## Fragment
▬▬▬▬▬▬
Państwo i ogół jego działań, zwanych polityką, to, parafrazując klasyka, nie tylko wielka fikcja, w ramach której każdy próbuje żyć kosztem innych, ale też wielki, permanentny teatr absurdu, w ramach którego każdy próbuje wmusić w innych swoją ulubioną doktrynę. Innymi słowy, jest to permanentna arena sztucznych konfliktów i sfabrykowanych zbiorowych nienawiści, budowanych na bazie wcześniejszego siłowego wysterylizowania naturalnych, oddolnych, spontanicznych instytucji, takich jak rodzina, społeczność lokalna i wspólnota religijna.
Instytucje te, powstałe na gruncie ogromnej różnorodności tradycji, obyczajów, konwencji i precedensów, umożliwiają maksymalnie zdecentralizowane i wyczulone na kontekst, a tym samym maksymalnie satysfakcjonujące i możliwie jednomyślne rozstrzyganie tego rodzaju problemów etycznych, które trudno jest rozstrzygnąć wyłącznie na bazie czystego rozumu czy silnych intuicji - a do tego rodzaju problemów zaliczają się również te związane z obyczajowością w wymiarze seksualno-reprodukcyjnym.
▬▬▬▬▬▬
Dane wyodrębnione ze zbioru
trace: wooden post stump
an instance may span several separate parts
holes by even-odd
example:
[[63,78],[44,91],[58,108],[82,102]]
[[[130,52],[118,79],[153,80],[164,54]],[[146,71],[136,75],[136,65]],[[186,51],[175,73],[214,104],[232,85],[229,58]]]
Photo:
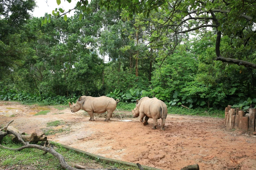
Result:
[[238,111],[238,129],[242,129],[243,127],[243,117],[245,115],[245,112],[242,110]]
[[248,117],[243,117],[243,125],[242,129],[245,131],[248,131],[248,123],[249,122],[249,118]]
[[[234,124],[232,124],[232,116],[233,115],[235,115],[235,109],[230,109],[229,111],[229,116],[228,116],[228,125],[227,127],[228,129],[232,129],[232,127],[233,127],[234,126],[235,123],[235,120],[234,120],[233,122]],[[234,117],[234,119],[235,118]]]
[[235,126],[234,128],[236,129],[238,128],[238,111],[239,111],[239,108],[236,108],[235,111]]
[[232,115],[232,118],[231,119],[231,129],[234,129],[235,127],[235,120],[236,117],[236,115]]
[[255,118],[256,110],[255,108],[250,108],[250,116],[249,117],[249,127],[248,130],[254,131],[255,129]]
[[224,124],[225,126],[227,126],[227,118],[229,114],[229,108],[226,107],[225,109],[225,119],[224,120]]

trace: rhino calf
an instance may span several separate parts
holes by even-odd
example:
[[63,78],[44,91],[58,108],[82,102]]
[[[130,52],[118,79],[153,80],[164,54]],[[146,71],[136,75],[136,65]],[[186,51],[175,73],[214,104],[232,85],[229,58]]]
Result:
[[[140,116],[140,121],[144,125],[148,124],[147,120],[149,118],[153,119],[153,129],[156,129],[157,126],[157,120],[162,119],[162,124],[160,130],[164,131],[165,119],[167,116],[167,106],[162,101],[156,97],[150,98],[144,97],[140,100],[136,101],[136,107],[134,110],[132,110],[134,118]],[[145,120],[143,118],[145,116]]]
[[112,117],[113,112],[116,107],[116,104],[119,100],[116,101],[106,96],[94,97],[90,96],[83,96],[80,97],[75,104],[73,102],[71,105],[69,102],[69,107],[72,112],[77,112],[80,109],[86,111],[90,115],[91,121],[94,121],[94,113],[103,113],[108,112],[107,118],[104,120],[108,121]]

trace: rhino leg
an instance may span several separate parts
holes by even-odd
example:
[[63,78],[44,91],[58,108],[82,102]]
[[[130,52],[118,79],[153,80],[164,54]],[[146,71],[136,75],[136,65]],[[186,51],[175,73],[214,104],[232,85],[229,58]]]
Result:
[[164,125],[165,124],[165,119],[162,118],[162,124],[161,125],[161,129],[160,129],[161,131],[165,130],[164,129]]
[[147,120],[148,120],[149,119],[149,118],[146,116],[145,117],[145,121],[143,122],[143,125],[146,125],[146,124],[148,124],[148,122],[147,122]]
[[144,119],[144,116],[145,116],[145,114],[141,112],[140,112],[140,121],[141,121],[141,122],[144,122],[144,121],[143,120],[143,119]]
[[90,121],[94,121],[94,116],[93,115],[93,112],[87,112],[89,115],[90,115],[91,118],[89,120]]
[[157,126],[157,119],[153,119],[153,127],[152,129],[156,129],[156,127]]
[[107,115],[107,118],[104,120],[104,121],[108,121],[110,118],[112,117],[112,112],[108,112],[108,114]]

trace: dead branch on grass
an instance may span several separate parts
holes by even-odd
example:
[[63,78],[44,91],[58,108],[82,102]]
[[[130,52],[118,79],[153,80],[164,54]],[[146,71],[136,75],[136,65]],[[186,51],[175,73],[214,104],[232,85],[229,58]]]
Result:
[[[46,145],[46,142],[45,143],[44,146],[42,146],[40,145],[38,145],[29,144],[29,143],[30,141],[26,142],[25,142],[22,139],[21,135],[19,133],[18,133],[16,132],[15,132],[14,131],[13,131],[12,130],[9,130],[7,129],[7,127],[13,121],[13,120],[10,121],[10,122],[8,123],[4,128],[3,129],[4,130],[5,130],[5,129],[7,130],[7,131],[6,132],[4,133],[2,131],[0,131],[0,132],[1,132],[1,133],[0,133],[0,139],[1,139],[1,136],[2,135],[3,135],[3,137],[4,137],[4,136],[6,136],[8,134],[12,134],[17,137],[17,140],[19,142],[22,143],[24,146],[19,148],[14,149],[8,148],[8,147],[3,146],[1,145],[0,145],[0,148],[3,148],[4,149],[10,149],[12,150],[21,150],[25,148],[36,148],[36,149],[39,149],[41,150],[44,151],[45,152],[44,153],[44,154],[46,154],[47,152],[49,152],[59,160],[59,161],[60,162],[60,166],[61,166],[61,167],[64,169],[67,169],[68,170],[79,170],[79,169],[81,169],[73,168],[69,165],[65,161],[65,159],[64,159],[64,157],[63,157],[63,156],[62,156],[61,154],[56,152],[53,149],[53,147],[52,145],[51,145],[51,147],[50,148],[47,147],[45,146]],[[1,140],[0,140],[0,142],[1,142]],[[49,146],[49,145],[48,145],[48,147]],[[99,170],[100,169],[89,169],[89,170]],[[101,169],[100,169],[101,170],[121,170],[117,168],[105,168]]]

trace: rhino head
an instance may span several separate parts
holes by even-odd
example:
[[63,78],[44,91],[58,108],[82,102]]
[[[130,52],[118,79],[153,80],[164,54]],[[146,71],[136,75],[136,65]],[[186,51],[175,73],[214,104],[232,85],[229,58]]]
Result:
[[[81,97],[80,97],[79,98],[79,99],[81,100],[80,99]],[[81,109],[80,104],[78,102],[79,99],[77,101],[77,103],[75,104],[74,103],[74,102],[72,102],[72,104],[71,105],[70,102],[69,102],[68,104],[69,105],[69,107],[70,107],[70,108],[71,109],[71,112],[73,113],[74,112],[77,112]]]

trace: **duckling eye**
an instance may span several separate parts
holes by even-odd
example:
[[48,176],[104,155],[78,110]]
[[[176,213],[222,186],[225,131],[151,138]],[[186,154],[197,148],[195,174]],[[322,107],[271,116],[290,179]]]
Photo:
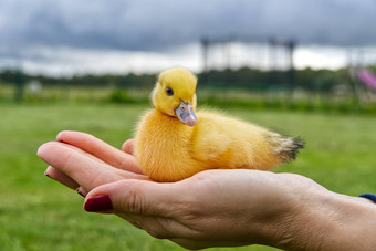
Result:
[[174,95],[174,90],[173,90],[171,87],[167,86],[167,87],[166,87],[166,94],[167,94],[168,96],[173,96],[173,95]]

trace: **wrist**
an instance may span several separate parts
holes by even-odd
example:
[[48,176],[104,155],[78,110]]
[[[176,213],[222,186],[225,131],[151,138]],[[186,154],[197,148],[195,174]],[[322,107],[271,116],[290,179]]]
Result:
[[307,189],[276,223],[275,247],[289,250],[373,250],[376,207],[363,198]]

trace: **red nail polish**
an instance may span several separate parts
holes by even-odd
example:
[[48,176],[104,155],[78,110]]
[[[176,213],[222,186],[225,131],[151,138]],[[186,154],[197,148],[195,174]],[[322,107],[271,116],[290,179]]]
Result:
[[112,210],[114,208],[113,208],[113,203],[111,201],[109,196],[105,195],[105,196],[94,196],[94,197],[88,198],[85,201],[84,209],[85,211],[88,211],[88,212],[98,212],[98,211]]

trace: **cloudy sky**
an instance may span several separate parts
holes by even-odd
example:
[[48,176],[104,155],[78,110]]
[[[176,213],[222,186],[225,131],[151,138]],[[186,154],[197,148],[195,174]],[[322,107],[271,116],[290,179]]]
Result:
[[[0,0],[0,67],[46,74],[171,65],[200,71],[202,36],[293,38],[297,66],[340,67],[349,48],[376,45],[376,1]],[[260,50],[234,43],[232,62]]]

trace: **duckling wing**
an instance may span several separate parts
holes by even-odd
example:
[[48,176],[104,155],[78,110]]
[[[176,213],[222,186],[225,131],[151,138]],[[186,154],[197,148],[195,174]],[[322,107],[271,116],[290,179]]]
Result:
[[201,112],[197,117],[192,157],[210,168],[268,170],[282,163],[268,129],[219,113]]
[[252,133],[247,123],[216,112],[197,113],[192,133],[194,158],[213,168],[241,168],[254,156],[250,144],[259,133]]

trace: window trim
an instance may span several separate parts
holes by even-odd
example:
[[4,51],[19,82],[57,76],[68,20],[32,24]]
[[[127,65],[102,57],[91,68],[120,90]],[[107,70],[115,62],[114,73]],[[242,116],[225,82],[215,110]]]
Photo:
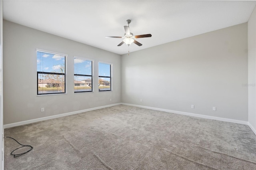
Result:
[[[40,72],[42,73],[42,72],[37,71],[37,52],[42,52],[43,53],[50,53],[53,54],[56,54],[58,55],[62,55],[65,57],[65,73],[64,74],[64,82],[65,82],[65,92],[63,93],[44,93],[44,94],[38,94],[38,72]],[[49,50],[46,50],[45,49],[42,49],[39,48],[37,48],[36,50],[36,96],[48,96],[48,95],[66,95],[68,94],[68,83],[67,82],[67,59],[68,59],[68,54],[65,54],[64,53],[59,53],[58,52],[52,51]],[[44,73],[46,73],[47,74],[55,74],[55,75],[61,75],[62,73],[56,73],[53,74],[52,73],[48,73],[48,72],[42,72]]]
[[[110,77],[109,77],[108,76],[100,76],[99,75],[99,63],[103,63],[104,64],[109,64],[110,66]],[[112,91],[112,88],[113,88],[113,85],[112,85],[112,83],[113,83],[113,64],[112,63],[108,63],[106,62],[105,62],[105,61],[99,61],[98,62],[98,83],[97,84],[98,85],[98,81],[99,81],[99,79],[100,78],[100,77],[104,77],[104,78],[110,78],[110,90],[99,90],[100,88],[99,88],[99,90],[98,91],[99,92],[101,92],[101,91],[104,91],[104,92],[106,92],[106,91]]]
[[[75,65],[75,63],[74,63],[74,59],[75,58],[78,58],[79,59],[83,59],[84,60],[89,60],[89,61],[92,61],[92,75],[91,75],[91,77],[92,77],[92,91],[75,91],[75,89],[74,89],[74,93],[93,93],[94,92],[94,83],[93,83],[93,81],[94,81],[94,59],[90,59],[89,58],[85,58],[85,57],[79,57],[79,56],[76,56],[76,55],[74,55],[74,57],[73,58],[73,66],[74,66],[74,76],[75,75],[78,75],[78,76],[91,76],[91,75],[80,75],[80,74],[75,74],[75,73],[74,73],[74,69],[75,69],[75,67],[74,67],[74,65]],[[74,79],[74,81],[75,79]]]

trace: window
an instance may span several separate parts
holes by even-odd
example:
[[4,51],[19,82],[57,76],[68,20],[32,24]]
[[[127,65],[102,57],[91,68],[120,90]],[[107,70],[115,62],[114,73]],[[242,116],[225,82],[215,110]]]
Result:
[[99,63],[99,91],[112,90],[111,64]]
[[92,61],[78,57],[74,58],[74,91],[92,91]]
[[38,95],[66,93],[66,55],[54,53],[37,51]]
▬▬▬▬▬▬
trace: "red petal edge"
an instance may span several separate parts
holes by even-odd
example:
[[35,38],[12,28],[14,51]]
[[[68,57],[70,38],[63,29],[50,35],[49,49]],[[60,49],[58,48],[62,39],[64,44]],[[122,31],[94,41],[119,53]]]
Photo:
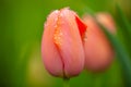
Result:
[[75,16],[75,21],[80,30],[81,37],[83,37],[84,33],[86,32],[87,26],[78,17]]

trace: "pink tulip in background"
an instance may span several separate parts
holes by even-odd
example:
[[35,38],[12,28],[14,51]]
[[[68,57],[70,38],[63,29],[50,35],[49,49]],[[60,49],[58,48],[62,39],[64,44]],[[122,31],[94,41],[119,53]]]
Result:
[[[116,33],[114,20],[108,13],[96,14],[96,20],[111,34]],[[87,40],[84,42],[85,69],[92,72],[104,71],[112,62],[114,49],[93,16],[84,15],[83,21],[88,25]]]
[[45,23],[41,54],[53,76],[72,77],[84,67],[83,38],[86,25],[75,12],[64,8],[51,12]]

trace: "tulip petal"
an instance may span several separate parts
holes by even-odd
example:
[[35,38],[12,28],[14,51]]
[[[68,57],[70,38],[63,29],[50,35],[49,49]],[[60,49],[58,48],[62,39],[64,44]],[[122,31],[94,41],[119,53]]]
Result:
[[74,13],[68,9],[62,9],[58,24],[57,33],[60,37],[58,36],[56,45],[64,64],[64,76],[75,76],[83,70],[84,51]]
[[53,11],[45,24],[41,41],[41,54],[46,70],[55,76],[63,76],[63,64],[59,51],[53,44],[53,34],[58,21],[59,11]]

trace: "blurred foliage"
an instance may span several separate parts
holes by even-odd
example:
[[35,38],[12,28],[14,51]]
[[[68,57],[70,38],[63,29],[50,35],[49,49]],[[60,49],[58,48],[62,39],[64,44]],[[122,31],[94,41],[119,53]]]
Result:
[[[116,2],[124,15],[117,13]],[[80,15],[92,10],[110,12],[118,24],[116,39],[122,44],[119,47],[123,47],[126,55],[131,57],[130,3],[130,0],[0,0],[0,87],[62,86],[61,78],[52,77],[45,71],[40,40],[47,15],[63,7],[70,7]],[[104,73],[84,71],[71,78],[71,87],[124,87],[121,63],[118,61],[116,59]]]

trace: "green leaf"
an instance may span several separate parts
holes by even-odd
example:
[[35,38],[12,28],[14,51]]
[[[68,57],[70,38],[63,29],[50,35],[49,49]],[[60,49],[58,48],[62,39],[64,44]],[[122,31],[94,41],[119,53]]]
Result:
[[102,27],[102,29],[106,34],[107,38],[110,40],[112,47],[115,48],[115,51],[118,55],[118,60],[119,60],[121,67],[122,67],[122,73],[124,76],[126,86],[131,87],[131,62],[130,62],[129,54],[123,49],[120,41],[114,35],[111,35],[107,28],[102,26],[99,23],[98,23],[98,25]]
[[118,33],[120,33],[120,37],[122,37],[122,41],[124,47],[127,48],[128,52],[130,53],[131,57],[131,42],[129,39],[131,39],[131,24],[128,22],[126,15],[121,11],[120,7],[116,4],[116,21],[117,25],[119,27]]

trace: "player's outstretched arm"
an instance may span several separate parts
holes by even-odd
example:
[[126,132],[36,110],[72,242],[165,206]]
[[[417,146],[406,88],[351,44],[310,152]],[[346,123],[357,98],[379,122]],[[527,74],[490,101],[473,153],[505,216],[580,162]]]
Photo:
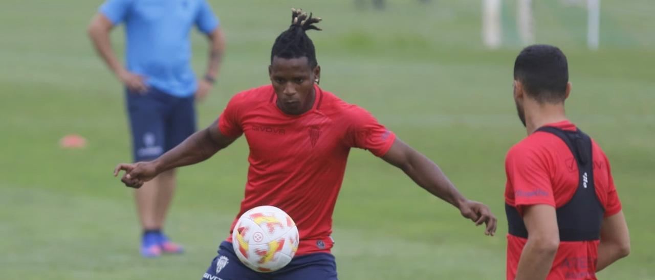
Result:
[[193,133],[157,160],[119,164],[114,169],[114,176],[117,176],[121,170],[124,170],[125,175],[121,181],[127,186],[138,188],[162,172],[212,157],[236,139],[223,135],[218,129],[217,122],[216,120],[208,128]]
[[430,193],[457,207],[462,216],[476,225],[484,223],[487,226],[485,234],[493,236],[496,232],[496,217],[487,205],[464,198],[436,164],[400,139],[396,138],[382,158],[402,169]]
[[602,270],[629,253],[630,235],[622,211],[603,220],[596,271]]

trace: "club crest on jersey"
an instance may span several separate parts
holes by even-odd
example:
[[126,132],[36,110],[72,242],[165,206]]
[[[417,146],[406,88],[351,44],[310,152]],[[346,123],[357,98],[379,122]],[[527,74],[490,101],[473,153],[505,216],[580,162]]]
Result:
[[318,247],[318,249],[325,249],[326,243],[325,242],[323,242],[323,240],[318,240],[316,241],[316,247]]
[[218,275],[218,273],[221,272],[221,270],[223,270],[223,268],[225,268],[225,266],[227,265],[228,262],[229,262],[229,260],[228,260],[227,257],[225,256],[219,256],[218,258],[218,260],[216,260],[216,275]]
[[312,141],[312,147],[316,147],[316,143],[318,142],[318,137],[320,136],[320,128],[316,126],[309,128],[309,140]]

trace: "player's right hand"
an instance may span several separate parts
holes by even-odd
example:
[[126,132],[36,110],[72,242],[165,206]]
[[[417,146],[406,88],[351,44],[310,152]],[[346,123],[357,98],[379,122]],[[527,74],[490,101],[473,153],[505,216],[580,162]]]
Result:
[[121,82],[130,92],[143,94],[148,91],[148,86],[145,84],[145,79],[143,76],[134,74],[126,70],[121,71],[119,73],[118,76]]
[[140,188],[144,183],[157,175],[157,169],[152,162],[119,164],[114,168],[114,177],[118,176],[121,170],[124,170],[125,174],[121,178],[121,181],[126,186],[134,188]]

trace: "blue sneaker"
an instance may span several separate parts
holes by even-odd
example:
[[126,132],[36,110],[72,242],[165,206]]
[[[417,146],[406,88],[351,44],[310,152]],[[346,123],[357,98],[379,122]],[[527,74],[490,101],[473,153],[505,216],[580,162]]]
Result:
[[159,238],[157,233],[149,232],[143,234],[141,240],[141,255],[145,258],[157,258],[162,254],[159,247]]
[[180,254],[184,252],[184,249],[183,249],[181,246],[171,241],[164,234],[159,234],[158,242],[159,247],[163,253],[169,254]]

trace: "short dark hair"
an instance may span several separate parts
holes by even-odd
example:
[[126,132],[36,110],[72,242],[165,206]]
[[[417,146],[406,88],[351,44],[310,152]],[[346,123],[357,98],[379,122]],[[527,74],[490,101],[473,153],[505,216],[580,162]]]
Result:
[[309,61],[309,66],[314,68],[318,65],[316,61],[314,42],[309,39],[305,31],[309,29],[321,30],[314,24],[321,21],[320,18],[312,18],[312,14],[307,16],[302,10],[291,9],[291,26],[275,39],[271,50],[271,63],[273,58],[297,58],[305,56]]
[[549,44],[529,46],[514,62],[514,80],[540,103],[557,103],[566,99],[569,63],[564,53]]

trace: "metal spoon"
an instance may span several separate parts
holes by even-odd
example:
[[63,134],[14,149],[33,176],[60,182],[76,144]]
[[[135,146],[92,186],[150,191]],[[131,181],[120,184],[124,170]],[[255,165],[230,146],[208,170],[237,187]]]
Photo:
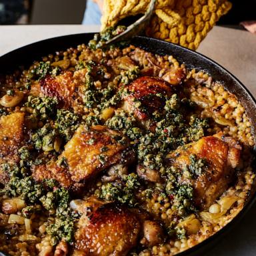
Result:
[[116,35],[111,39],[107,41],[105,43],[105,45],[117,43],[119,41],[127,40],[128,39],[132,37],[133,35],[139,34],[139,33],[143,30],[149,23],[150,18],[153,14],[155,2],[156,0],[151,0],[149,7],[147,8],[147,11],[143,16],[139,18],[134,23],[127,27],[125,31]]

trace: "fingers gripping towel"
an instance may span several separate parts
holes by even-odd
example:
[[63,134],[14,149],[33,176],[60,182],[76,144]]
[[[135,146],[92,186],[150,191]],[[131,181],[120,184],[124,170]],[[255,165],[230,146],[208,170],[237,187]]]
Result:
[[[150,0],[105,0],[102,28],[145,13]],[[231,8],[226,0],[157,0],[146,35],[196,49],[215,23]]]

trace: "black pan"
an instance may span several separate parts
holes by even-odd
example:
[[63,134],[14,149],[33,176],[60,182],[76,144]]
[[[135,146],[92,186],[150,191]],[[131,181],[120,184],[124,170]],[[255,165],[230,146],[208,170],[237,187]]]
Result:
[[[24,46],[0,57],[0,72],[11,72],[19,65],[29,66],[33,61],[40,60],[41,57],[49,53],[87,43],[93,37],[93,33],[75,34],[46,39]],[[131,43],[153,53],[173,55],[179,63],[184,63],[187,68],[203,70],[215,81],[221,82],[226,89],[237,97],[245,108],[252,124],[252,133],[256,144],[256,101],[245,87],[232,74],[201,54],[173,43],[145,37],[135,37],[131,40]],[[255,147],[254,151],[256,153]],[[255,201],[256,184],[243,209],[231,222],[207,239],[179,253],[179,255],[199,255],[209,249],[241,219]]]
▬▬▬▬▬▬
## Polecenie 1
Wymień wszystkie instytucje, które fragment podaje jako przykłady naturalnych, oddolnych i spontanicznych instytucji.
## Polecenie 2
Proszę zebrać wszystkie wiersze, w których występuje słowo "duckling".
Wiersze nie mają żadnego związku z fragmentem.

## Odpowiedź pisemna 1
Rodzina, społeczność lokalna i wspólnota religijna.

## Odpowiedź pisemna 2
trace: **duckling eye**
trace: **duckling wing**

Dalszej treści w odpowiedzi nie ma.